Data extracted from a collection

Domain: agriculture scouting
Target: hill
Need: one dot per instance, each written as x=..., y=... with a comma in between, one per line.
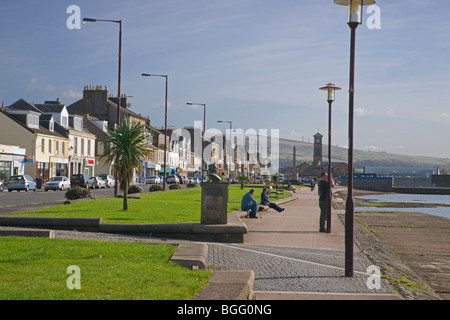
x=361, y=158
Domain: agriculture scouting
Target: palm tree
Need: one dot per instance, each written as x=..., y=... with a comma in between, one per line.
x=124, y=149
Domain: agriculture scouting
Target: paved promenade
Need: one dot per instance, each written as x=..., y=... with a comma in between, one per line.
x=292, y=260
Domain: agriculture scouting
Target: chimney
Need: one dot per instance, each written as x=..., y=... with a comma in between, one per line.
x=97, y=93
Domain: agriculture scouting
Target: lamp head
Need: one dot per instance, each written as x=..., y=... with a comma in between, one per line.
x=355, y=8
x=89, y=20
x=330, y=88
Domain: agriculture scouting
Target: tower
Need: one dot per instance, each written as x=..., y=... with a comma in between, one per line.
x=317, y=157
x=294, y=165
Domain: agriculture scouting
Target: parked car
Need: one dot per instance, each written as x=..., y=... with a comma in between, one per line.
x=172, y=179
x=79, y=180
x=21, y=182
x=109, y=180
x=57, y=183
x=153, y=180
x=96, y=182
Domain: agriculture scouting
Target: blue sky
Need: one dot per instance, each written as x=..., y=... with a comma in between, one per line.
x=258, y=63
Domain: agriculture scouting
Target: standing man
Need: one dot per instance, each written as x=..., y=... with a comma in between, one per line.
x=323, y=186
x=248, y=203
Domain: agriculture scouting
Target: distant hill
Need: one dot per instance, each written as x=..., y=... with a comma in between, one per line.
x=361, y=158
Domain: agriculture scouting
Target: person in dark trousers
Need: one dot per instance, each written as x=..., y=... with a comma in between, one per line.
x=248, y=203
x=265, y=201
x=323, y=186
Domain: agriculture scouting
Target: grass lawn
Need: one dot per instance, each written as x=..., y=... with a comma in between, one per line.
x=174, y=206
x=36, y=269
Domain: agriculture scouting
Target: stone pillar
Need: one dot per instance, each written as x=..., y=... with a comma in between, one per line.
x=214, y=203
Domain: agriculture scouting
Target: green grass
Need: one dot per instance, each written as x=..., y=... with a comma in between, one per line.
x=36, y=269
x=174, y=206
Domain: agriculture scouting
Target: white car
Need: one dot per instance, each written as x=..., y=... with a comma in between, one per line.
x=153, y=180
x=96, y=182
x=57, y=183
x=109, y=180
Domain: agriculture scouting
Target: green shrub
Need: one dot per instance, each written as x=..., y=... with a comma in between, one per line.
x=77, y=193
x=135, y=189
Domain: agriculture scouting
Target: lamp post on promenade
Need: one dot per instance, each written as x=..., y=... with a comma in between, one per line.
x=330, y=88
x=354, y=20
x=165, y=124
x=203, y=133
x=87, y=21
x=228, y=165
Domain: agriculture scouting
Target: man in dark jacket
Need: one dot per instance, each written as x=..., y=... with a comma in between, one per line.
x=248, y=203
x=265, y=201
x=323, y=186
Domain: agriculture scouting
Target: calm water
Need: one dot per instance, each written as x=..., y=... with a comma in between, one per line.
x=405, y=198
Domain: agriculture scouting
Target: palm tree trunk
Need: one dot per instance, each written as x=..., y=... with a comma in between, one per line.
x=125, y=198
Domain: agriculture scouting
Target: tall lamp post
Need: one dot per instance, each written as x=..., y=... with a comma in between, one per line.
x=331, y=89
x=228, y=165
x=87, y=21
x=203, y=133
x=165, y=124
x=354, y=20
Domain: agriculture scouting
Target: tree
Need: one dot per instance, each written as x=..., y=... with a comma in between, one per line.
x=124, y=149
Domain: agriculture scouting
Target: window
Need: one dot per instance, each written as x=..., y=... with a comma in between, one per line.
x=64, y=121
x=78, y=123
x=89, y=148
x=33, y=121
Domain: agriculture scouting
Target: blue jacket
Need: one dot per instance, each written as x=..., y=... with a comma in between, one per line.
x=247, y=200
x=264, y=199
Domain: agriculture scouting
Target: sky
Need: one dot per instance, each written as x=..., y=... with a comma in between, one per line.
x=257, y=63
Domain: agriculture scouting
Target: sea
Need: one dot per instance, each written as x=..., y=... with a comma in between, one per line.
x=410, y=198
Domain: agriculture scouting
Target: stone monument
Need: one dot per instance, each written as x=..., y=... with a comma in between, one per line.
x=214, y=199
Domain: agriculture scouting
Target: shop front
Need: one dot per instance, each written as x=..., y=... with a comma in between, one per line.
x=59, y=166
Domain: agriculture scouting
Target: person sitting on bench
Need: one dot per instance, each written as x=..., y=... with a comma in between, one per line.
x=265, y=201
x=248, y=203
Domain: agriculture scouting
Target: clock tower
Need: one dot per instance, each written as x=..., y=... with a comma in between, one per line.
x=317, y=158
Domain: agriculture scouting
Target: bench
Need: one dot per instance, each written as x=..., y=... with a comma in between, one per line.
x=260, y=210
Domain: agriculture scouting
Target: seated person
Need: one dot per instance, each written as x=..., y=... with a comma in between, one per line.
x=265, y=201
x=248, y=203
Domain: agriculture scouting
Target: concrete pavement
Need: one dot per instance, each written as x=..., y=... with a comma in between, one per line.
x=292, y=260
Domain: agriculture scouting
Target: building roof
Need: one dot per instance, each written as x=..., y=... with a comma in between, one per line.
x=41, y=130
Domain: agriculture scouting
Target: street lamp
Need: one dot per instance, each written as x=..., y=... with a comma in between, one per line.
x=354, y=20
x=90, y=20
x=228, y=165
x=330, y=88
x=165, y=124
x=203, y=134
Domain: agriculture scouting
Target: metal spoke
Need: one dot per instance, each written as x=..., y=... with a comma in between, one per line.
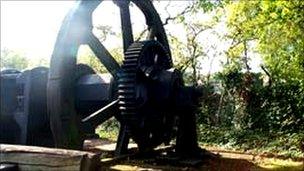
x=103, y=55
x=126, y=25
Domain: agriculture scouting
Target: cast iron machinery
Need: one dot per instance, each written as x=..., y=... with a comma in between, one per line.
x=145, y=93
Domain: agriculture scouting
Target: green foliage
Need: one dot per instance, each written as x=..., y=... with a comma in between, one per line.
x=277, y=27
x=13, y=59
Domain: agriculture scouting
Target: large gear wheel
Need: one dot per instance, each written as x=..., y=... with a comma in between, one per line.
x=139, y=109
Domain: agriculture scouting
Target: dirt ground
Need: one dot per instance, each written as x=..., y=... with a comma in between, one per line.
x=225, y=161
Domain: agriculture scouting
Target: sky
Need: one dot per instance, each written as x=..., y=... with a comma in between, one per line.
x=31, y=27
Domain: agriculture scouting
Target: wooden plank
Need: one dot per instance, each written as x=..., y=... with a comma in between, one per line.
x=41, y=158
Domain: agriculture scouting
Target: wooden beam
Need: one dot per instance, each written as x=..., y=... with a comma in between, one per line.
x=41, y=158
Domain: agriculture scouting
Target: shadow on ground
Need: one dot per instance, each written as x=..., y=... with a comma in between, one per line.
x=224, y=162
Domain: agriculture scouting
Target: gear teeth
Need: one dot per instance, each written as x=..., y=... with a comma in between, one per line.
x=127, y=81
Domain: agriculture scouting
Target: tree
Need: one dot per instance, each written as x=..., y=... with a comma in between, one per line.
x=277, y=28
x=13, y=59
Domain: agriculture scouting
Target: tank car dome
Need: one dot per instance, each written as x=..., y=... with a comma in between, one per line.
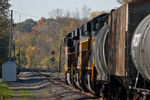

■ **WORK REQUIRED**:
All lines in the preceding records that hold the word "jacket" need to be copied.

■ **YOUR SOLUTION**:
Target: man in dark jacket
Target: blue jacket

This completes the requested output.